• [Extracted records]
=-=-=

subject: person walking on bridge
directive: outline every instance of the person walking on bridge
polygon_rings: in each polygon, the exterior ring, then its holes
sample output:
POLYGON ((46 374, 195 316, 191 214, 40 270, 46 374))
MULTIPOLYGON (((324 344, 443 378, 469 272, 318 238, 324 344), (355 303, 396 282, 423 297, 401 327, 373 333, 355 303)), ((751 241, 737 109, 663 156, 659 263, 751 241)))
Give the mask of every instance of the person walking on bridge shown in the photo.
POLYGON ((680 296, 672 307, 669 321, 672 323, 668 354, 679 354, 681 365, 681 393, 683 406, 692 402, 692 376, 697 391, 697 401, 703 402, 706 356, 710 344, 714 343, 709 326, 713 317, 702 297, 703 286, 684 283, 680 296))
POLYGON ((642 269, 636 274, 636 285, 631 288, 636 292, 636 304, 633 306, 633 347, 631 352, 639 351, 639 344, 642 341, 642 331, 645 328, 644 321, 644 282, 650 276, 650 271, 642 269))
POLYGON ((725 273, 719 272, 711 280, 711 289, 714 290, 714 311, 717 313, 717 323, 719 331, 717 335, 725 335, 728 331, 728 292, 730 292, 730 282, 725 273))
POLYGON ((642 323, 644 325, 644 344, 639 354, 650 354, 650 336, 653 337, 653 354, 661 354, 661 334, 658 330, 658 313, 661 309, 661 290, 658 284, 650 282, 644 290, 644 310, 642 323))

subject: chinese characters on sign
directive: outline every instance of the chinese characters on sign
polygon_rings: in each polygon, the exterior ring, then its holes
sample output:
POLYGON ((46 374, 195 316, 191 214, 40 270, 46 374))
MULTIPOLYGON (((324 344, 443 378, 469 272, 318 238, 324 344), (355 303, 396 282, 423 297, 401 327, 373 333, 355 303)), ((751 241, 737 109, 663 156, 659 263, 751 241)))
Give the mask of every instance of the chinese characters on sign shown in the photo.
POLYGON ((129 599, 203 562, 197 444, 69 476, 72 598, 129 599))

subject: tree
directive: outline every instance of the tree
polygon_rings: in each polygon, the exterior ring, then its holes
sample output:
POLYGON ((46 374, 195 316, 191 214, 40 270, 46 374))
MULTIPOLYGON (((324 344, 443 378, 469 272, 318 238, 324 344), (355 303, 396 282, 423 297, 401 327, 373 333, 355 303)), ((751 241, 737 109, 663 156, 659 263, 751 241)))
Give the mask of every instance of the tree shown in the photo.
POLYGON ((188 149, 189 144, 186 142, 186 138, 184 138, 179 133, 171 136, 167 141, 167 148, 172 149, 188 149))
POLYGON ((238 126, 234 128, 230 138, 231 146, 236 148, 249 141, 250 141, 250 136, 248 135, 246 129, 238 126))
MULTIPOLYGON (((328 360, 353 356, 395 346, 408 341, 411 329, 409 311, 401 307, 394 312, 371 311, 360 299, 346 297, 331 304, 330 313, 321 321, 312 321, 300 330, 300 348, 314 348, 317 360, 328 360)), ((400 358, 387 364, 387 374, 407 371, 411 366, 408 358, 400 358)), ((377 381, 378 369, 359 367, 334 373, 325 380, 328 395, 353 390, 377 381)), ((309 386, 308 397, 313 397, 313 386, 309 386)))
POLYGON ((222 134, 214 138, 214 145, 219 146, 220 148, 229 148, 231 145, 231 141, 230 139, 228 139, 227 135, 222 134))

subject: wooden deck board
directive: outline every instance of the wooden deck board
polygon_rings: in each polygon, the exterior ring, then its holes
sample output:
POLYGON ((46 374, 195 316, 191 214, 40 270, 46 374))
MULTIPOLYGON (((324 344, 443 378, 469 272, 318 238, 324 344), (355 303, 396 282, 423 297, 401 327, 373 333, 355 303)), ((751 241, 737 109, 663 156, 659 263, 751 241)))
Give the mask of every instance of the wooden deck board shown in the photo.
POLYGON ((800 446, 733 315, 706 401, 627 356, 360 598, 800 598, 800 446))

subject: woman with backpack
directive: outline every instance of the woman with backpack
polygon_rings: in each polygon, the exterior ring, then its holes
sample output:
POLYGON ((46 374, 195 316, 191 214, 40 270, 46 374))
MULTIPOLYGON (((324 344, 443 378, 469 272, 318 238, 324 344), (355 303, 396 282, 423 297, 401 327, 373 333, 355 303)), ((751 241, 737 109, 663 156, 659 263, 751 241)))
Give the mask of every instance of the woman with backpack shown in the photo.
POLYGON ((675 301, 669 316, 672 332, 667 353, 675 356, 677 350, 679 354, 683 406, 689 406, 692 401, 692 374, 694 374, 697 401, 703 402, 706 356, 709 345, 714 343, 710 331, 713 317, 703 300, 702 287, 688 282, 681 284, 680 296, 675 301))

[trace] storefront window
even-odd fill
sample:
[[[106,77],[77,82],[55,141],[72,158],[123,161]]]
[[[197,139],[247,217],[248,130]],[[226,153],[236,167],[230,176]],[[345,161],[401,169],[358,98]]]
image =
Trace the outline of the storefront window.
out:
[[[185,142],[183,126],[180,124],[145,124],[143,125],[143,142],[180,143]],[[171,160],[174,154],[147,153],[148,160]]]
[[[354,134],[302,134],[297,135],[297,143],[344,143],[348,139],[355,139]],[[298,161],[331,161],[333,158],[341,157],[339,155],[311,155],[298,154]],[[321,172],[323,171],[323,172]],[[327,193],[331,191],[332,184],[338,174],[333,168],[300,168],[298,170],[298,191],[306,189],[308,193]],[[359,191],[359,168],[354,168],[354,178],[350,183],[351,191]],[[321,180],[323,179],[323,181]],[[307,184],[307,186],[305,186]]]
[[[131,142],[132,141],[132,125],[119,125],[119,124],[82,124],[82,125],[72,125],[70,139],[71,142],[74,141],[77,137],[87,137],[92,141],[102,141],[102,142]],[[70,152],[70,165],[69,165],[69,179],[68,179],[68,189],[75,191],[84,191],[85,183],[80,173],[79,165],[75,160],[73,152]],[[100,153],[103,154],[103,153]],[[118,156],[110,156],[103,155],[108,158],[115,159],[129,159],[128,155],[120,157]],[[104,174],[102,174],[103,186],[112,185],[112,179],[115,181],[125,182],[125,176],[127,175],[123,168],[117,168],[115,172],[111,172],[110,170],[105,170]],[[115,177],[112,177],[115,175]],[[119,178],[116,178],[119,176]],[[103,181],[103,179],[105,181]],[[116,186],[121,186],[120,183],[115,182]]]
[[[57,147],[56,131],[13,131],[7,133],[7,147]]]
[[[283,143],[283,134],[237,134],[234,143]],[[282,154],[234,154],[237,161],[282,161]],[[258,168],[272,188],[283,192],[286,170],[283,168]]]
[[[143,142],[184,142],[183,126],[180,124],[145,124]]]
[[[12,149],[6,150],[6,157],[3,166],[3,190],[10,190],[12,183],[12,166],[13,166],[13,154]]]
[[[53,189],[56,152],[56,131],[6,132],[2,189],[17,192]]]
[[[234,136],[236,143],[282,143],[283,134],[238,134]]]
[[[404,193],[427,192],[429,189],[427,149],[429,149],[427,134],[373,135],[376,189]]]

=-=-=

• [Work request] Only lines containing the word "directive" matter here: count them in the entries and give the number, nothing else.

• [Written solution] 5